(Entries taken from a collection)

--------

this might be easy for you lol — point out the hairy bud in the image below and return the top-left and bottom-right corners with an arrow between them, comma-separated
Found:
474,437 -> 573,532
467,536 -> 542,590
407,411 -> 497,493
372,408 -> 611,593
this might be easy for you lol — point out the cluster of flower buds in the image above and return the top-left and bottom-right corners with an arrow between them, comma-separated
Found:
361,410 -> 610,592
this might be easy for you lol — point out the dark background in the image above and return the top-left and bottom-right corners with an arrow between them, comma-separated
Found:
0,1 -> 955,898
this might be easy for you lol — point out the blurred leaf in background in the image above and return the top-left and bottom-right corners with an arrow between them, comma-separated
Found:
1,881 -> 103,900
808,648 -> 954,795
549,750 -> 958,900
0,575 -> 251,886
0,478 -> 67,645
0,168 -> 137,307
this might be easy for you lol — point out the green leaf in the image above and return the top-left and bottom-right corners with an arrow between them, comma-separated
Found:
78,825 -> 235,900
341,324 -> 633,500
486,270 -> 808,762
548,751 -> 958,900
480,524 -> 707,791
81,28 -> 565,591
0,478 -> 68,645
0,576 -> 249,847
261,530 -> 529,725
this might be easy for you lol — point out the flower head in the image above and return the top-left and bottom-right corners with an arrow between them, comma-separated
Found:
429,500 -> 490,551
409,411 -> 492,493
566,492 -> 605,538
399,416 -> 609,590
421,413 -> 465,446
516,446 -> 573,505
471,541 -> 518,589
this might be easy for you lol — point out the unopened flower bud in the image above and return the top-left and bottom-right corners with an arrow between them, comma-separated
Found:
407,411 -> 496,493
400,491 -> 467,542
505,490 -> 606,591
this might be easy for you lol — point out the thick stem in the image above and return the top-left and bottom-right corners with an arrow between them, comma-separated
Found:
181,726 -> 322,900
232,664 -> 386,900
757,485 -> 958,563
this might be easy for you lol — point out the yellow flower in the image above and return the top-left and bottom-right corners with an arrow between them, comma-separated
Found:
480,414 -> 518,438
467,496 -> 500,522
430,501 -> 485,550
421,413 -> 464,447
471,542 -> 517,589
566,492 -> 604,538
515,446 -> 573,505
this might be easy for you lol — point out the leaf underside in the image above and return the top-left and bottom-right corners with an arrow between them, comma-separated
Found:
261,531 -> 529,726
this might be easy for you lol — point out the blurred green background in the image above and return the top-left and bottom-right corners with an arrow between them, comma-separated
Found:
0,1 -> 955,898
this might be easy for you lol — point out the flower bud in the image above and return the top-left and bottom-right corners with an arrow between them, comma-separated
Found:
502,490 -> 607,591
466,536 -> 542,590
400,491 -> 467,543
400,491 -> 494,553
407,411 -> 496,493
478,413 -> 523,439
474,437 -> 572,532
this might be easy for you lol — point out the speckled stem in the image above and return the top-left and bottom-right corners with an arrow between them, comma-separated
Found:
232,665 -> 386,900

--------

ACTION ITEM: Figure out how many lines of the data hold "flower", and answer with the number only.

OUTPUT BELOW: 5